● TASK DETAILS: According to the article on the 2019 Proud to Be a Chef mentoring program, who won the Best Sweet Dish award?

This week 32 apprentice chefs from all over Australia have participated in a truly life-changing experience – the 2019 Proud to Be a Chef mentoring program.

The four days of culinary experiences, workshops, masterclasses with industry leaders and mentors, and dining at prominent restaurants culminated in a cook-off at William Angliss College and a gala event on the final night in which several finalists were honoured with special awards.

The recipient of this year’s Proud to Be a Chef International Culinary Scholarship, valued at $7,500 and tailored to the winner’s personal interests and goals as a professional chef, was awarded to Joel Noble from Quality Training and Hospitality College and soon to be at Brae Restaurant.

Upon presenting the award, Proud to Be a Chef mentor and Anchor Food Professionals Executive Chef Peter Wright said, “Joel is a fine young man who displayed incredible enthusiasm and spirit throughout the program. His passion really shone through over the four days – he was really attentive across all aspects of the program, and his cook-off presentation of a perfectly cooked duck dish with beetroot sauce – very difficult to achieve in a such a limited timeframe – was exceptional.”

Best Savoury Dish at the cook-off event was awarded to Brandon Hardiman of Nineteen at the Star, Gold Coast for grilled John Dory with handmade ravioli accompanied by fresh ricotta and seafood foam.

Proud to Be a Chef mentor Christy Tania of Glace Artisanal said, “Brandon’s dish showcased kitchen skills, presentation, seasoning and flavour, and the overall texture and balance was perfect – it was beautifully cooked. The John Dory was delicately filleted and cooked so it was just a little translucent in the middle, and it was so well seasoned that if you’d had it in a restaurant it would be a game-changer that would guarantee a return visit.”

Best Sweet Dish was awarded to Tess Wilson from Glace Artisanal, Melbourne for a circular sponge filled with coffee crème patisserie and fresh mandarin segments, topped with a lace biscuit drizzled with mandarin sorbet and garnished with several dollops of mandarin puree.

Proud to Be a Chef mentor Scott Pickett of Pickett and Co. said, “It was beautiful to eat – the sponge was light and delicate and the combination of the sweet filling with the tart flavour of the mandarin created a lovely contrast. Tess herself was outstanding, as indeed were the entire group of finalists – a wonderful bunch of young cooks. I know we say that every year, but this year especially was a standout.”

An award was also presented for Best Use of Social Media, with finalists judged on their social media posts using hashtag #PTBAC19. The winner was Justin Martin of Fida Sol, QLD.

● EXTRACTED RECORDS:
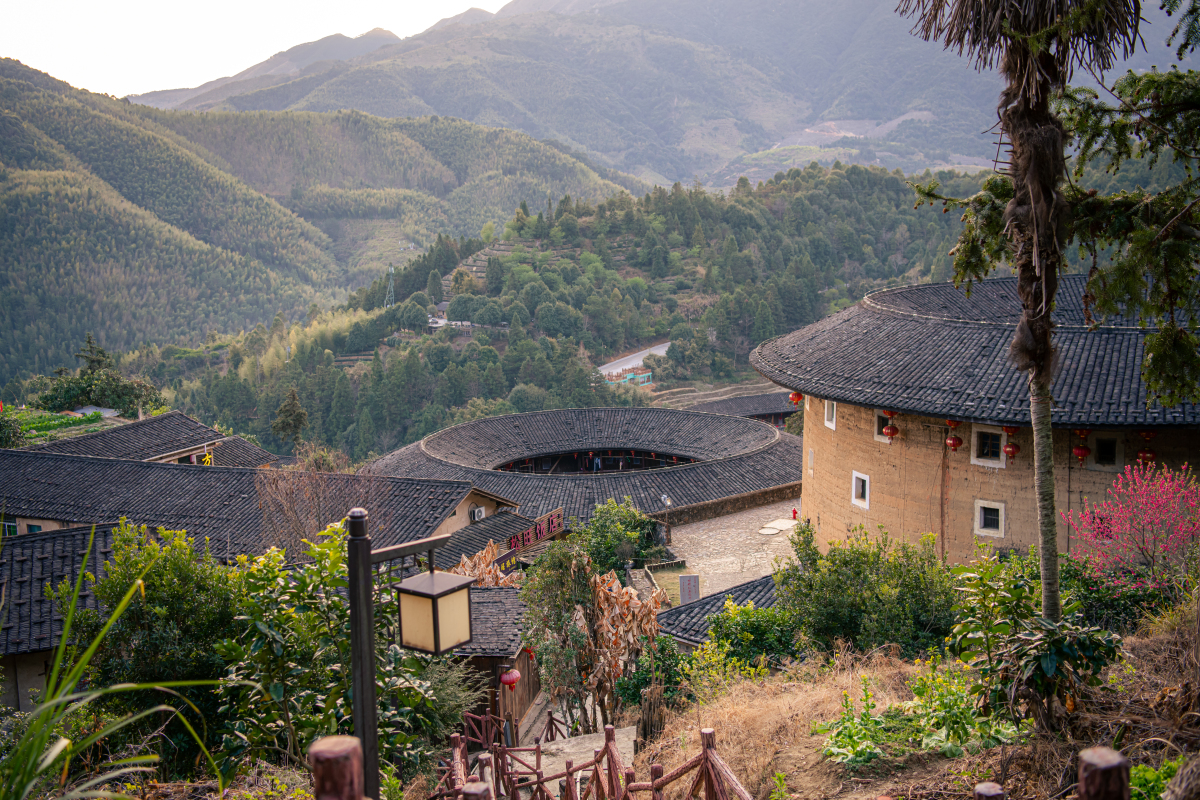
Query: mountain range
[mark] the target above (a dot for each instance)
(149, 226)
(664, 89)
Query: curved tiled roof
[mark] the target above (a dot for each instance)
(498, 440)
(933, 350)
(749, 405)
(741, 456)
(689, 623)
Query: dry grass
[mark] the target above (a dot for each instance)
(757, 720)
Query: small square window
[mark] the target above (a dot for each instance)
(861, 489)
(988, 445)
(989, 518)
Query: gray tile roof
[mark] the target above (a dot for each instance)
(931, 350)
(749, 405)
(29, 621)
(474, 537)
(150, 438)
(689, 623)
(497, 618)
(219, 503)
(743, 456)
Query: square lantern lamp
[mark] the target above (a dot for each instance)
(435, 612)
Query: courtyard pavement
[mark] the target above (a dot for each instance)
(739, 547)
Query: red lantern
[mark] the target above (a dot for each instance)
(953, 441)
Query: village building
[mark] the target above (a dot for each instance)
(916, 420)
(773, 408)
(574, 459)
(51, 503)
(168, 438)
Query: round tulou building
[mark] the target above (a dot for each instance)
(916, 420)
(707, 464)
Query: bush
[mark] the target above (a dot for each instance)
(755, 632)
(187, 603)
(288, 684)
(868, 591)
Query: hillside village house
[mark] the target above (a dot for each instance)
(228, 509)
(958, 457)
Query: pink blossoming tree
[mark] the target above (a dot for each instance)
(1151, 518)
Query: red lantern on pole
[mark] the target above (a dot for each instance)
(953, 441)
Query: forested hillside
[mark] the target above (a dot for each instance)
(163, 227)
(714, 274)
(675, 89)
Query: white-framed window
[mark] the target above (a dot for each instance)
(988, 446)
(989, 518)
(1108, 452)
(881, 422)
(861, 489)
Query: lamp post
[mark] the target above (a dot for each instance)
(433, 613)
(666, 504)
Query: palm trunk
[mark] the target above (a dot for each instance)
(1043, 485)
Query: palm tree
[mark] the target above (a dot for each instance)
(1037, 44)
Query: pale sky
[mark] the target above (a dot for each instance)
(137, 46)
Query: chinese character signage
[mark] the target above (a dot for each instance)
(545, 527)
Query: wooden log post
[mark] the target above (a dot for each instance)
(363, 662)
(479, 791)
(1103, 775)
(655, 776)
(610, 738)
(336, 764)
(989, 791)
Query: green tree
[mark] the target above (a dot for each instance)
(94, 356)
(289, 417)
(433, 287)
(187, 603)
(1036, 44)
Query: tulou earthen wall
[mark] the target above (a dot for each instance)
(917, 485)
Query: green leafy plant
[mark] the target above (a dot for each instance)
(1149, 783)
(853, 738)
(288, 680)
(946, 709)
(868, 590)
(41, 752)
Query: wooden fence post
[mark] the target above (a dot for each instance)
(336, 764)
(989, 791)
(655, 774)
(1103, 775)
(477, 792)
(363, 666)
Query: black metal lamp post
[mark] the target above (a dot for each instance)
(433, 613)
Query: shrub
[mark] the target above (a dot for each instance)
==
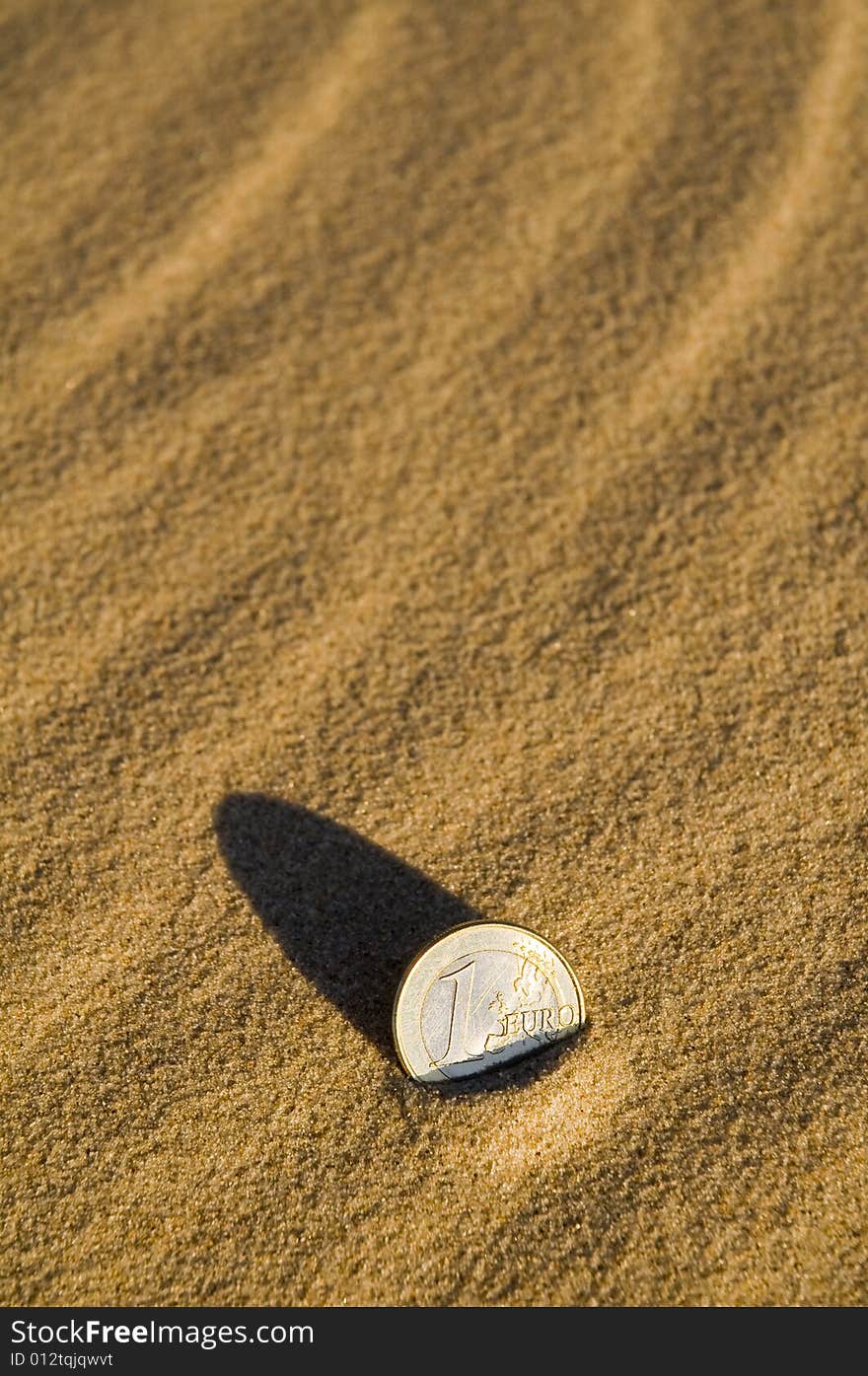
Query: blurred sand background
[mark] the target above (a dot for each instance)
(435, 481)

● ANSWER BELOW: Tess Wilson from Glace Artisanal, Melbourne.